— start MATERIAL PROVIDED —
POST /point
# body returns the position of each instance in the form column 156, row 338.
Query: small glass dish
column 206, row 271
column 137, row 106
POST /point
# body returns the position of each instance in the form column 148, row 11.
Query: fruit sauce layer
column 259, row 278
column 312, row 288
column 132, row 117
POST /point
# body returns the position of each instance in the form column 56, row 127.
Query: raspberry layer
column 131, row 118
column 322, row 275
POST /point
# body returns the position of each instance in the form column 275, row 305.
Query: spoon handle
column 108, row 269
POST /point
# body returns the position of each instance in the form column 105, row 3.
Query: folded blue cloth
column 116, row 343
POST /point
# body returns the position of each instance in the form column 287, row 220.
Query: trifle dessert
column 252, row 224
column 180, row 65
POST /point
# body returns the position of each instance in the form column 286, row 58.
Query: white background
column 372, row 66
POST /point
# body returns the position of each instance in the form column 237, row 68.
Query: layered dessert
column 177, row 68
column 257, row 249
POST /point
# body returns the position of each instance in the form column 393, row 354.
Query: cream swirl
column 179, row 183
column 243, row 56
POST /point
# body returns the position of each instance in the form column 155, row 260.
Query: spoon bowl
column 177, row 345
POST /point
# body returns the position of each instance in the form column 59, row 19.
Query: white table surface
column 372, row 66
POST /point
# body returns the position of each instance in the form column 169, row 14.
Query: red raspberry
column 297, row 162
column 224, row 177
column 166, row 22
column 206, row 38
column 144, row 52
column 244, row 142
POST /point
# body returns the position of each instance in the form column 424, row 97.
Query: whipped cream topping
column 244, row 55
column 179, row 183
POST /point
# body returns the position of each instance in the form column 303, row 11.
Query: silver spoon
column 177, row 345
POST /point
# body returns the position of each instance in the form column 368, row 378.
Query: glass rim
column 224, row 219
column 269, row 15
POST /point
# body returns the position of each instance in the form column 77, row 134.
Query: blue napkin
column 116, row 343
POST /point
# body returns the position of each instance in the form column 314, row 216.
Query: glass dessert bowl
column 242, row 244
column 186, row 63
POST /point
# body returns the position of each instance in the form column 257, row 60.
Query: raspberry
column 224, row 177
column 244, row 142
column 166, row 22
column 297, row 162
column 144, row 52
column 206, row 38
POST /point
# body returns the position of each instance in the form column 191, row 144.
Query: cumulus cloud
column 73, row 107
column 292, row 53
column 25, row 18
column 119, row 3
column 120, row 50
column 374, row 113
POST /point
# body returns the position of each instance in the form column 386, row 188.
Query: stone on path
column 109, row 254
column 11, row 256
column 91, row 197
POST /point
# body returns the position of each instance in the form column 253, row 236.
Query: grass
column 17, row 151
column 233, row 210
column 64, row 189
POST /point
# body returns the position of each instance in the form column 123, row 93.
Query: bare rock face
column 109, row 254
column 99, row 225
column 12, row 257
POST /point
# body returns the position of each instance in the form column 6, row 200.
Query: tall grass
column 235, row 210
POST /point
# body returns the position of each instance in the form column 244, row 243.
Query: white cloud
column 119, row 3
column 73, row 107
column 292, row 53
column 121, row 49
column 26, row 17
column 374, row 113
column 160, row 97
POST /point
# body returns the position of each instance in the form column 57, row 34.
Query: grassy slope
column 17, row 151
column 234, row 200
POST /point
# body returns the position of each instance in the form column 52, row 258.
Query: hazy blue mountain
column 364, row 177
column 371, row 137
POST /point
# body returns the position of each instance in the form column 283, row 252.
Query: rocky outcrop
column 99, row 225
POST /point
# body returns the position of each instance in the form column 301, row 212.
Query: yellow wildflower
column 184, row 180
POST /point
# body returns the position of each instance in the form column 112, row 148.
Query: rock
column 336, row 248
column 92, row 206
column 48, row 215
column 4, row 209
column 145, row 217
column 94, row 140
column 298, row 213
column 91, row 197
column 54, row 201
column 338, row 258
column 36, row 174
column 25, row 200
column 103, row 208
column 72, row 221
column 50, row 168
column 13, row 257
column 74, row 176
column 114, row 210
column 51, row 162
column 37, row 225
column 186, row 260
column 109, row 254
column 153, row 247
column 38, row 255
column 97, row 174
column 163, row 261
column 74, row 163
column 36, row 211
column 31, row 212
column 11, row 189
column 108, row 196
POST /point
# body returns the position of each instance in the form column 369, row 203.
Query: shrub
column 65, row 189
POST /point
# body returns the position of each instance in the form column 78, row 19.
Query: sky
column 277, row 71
— end MATERIAL PROVIDED —
- **REQUIREMENTS**
Copy every one of the entries above line for line, changing nothing.

- **FINISHED TASK**
POST /point
# body returns the position of each instance in the form column 156, row 338.
Query: small glass dish
column 206, row 271
column 137, row 106
POST /point
# body returns the position of each instance in the form column 148, row 11.
Query: fruit sauce layer
column 259, row 278
column 312, row 288
column 132, row 117
POST /point
# body returns the position of each instance in the form column 56, row 127.
Query: raspberry layer
column 131, row 118
column 322, row 275
POST /point
# body returns the position of each instance in the form column 275, row 305.
Query: spoon handle
column 108, row 269
POST /point
# body returns the position of each instance in the form column 105, row 3.
Query: folded blue cloth
column 116, row 343
POST /point
# body returns the position of each instance in the form column 287, row 220.
Query: trifle dessert
column 252, row 224
column 180, row 65
POST /point
# body returns the position of each instance in the form column 286, row 58.
Query: white background
column 372, row 66
POST /point
# body returns the position of each instance in the form column 237, row 68.
Query: layered dessert
column 177, row 68
column 257, row 249
POST /point
# body returns the position of each instance in the form column 393, row 354.
Query: cream swirl
column 179, row 183
column 243, row 56
POST /point
# body returns the position of each instance in the form column 155, row 260.
Query: spoon bowl
column 177, row 345
POST /point
# body returns the position of each instance in the form column 59, row 19.
Query: white table surface
column 372, row 66
POST /point
# body returns the position of each instance in the form column 169, row 14.
Query: red raspberry
column 297, row 162
column 224, row 177
column 166, row 22
column 206, row 38
column 144, row 52
column 244, row 142
POST /point
# body returns the position of each instance in the form column 424, row 97.
Query: whipped cream topping
column 244, row 55
column 179, row 183
POST /point
# body returns the position of each instance in the form column 303, row 11.
Query: silver spoon
column 177, row 345
POST /point
# body returns the position of each instance in the form column 368, row 378.
Query: glass rim
column 224, row 219
column 269, row 15
POST /point
# body returns the position of each instance in the form column 77, row 134.
Query: blue napkin
column 116, row 343
POST /point
# body returns the position of each instance in the form column 314, row 216.
Query: glass dessert bowl
column 242, row 244
column 186, row 63
POST /point
# body returns the position of each instance in the form column 257, row 60.
Query: raspberry
column 224, row 177
column 244, row 142
column 166, row 22
column 297, row 162
column 144, row 52
column 206, row 38
POST /point
# body returns the position of each instance in the form column 191, row 144.
Query: cumulus cloud
column 73, row 107
column 292, row 53
column 25, row 18
column 119, row 3
column 120, row 50
column 374, row 113
POST /point
# body returns the position of each instance in the form column 386, row 188.
Query: stone on path
column 109, row 254
column 11, row 256
column 91, row 197
POST /point
# body returns the position of each instance in the form column 253, row 236.
Query: grass
column 17, row 151
column 233, row 210
column 64, row 189
POST /point
# body returns the position of each instance in the form column 123, row 93.
Query: bare rock face
column 109, row 254
column 99, row 225
column 12, row 257
POST /point
# body returns the position of each instance in the form column 6, row 200.
Query: tall grass
column 235, row 210
POST /point
# body returns the position of each instance in the form column 244, row 243.
Query: white cloud
column 119, row 3
column 73, row 107
column 292, row 53
column 121, row 49
column 26, row 17
column 374, row 113
column 160, row 97
POST /point
# body returns the position of each instance in the form column 57, row 34.
Query: grassy slope
column 17, row 151
column 234, row 200
POST /point
# body returns the position of each instance in the form column 52, row 258.
Query: hazy blue mountain
column 364, row 177
column 371, row 137
POST /point
# body returns the position of each instance in the form column 283, row 252.
Query: rocky outcrop
column 99, row 225
POST /point
# body returns the position of each instance in the form column 301, row 212.
Query: yellow wildflower
column 184, row 180
POST /point
# body returns the position of each instance in the form column 112, row 148.
Query: rock
column 336, row 248
column 92, row 206
column 48, row 215
column 4, row 209
column 145, row 217
column 94, row 140
column 298, row 213
column 91, row 197
column 54, row 201
column 338, row 258
column 36, row 174
column 25, row 200
column 103, row 208
column 72, row 221
column 50, row 168
column 13, row 257
column 74, row 176
column 114, row 210
column 51, row 162
column 37, row 225
column 186, row 260
column 109, row 254
column 153, row 247
column 38, row 255
column 97, row 174
column 163, row 261
column 74, row 163
column 36, row 211
column 31, row 212
column 11, row 189
column 108, row 196
POST /point
# body returns the position of each instance in the form column 369, row 203.
Query: shrub
column 65, row 189
POST /point
# body returns the position of each instance in the form column 78, row 19.
Query: sky
column 277, row 71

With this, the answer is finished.